Object location annotation data
** start **

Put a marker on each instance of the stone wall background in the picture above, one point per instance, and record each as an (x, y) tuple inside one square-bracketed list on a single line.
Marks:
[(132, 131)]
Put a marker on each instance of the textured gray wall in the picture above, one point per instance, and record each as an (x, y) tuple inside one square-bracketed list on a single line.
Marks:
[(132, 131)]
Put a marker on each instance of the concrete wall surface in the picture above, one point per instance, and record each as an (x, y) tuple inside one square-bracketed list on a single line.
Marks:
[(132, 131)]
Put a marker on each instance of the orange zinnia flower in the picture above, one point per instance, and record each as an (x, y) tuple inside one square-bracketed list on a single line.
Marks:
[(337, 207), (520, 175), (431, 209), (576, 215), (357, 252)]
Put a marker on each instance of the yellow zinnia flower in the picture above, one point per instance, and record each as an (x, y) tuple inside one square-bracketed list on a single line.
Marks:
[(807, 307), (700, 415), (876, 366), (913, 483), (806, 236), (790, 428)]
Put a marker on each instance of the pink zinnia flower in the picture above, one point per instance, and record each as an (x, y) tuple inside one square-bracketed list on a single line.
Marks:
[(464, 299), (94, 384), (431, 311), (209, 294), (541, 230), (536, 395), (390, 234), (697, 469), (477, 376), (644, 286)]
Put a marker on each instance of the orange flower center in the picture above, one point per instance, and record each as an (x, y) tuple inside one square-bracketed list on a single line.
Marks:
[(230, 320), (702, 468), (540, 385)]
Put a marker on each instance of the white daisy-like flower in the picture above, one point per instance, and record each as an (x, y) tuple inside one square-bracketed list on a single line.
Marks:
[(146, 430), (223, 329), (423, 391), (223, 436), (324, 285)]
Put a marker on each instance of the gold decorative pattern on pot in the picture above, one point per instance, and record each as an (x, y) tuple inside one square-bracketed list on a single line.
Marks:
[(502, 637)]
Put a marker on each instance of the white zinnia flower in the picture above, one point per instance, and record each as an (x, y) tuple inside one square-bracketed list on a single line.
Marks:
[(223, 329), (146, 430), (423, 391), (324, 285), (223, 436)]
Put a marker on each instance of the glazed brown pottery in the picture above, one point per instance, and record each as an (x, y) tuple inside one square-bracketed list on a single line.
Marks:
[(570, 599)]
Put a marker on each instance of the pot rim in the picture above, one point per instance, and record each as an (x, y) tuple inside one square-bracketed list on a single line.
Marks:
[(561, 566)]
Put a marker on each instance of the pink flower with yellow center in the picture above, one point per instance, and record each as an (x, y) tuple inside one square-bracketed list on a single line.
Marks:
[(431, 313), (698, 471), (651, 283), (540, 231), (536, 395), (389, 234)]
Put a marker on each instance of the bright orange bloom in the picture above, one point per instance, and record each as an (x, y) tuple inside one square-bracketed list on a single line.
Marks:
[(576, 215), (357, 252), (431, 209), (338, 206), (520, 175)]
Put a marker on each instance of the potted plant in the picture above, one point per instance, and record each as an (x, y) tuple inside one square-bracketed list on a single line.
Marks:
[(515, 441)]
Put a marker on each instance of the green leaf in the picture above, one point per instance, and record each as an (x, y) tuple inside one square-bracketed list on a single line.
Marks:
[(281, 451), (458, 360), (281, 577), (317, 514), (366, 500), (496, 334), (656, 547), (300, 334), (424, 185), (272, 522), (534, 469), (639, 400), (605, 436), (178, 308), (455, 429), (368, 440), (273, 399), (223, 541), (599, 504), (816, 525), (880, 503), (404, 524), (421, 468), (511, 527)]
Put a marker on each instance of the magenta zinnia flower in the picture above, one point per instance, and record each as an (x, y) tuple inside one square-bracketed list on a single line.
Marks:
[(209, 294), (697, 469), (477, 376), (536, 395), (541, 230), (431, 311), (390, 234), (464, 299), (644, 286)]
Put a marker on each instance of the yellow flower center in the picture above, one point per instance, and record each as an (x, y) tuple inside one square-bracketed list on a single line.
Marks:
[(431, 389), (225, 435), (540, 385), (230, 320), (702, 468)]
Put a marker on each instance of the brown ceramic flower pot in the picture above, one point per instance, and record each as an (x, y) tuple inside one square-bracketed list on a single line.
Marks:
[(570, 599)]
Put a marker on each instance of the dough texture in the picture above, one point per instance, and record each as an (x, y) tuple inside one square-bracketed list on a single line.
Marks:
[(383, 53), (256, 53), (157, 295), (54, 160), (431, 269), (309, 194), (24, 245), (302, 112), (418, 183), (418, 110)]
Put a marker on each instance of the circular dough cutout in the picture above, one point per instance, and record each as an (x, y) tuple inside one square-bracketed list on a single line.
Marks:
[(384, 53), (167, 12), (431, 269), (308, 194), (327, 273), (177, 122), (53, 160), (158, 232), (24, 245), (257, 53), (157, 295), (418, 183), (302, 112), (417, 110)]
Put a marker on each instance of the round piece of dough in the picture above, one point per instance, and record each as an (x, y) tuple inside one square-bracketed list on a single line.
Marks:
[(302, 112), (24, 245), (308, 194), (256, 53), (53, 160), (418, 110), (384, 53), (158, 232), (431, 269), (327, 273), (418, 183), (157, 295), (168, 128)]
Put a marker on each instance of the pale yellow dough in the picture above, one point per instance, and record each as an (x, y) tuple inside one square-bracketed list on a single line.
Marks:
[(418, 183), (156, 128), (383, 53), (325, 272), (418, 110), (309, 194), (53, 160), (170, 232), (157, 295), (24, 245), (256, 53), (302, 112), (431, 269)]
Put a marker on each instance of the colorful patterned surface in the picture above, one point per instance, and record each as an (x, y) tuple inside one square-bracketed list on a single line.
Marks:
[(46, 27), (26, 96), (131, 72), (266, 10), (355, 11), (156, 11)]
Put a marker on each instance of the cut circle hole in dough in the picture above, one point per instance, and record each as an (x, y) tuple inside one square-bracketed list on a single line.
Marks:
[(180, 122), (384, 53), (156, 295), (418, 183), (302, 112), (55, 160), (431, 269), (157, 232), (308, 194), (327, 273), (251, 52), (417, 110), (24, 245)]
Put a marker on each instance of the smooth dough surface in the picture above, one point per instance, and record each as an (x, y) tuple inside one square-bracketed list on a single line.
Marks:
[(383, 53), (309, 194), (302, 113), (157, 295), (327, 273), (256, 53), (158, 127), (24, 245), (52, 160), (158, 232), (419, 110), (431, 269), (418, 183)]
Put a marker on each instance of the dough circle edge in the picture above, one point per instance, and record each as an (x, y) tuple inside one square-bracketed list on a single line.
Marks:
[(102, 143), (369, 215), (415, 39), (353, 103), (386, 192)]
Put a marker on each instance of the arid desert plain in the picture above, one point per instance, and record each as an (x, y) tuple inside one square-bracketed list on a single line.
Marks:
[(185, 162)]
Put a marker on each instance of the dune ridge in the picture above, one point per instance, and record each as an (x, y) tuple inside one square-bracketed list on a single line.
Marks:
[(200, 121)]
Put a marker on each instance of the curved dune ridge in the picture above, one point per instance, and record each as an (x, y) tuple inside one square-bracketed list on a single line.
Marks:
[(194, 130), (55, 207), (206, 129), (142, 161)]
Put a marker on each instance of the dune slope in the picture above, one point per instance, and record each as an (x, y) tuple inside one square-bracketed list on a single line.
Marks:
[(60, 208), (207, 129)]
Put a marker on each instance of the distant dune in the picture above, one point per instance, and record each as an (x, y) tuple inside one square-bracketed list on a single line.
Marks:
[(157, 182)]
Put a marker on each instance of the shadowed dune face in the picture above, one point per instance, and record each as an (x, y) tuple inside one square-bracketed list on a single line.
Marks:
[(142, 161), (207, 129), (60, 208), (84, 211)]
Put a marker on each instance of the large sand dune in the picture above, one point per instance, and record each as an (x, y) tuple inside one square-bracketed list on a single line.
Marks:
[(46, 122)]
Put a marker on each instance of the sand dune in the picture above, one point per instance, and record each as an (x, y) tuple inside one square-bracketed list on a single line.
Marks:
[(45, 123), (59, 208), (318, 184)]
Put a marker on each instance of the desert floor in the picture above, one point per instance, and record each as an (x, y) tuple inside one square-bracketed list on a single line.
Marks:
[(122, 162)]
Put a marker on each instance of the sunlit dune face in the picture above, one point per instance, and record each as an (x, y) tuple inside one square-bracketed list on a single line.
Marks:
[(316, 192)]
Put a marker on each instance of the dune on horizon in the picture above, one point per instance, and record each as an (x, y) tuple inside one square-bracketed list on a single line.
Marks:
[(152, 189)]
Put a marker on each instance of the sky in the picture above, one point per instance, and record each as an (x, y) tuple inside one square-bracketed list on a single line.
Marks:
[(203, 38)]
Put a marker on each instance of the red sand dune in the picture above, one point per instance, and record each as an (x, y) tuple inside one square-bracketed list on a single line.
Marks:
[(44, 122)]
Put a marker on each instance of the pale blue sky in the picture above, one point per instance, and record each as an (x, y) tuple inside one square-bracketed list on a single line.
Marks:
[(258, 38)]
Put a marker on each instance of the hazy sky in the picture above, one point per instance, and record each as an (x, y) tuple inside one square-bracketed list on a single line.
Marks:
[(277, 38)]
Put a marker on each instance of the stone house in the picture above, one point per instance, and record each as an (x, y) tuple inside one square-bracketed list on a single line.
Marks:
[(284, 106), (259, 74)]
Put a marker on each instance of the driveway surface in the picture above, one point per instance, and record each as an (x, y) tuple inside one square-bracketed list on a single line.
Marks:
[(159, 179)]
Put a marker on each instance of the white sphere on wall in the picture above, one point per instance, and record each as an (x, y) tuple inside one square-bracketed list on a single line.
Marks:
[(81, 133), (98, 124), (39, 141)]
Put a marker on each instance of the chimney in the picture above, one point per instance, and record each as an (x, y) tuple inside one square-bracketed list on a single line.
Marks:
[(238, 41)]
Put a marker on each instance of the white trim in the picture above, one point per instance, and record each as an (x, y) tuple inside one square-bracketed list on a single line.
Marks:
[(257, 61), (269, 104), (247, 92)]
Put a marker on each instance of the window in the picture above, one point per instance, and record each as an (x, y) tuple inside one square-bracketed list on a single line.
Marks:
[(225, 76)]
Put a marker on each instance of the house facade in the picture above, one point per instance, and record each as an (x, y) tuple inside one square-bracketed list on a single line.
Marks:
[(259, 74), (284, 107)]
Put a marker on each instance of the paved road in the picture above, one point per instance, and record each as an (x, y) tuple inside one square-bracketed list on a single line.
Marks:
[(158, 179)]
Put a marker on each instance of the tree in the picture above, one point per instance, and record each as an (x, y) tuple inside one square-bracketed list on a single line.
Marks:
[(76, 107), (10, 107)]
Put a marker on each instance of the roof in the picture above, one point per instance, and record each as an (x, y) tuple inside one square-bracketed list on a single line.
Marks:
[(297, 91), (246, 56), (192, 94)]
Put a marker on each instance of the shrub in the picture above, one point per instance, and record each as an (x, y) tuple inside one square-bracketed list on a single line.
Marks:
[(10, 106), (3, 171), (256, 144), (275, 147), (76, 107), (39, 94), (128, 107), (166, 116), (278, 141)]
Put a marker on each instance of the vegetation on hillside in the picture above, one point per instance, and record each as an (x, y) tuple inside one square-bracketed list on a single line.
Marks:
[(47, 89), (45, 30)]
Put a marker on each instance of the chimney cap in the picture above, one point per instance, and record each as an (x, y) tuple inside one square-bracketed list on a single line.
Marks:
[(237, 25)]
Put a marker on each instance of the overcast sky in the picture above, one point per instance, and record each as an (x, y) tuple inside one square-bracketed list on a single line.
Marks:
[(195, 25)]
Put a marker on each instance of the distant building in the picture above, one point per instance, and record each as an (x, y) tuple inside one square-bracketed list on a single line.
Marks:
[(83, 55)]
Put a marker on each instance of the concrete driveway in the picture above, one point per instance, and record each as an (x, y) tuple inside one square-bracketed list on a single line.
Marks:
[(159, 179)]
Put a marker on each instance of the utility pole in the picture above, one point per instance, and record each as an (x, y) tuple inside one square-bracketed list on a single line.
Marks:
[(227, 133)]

** end **

* _Given request_
Reproduce the items starting at the line containing "Put a marker on each instance of the yellow flower" and ending at the line containing "[(431, 389), (225, 435), (540, 385), (230, 320), (702, 468)]", swapping "yellow" for "golden" and leaving everything else unchanged.

* _Written solution_
Put a marker on each instance of the golden flower center in the picture above, one point per instance, and record each as an (x, y) tuple inside one square-bracketed list on a single line.
Marks:
[(431, 389), (225, 435), (540, 385), (230, 320), (702, 468)]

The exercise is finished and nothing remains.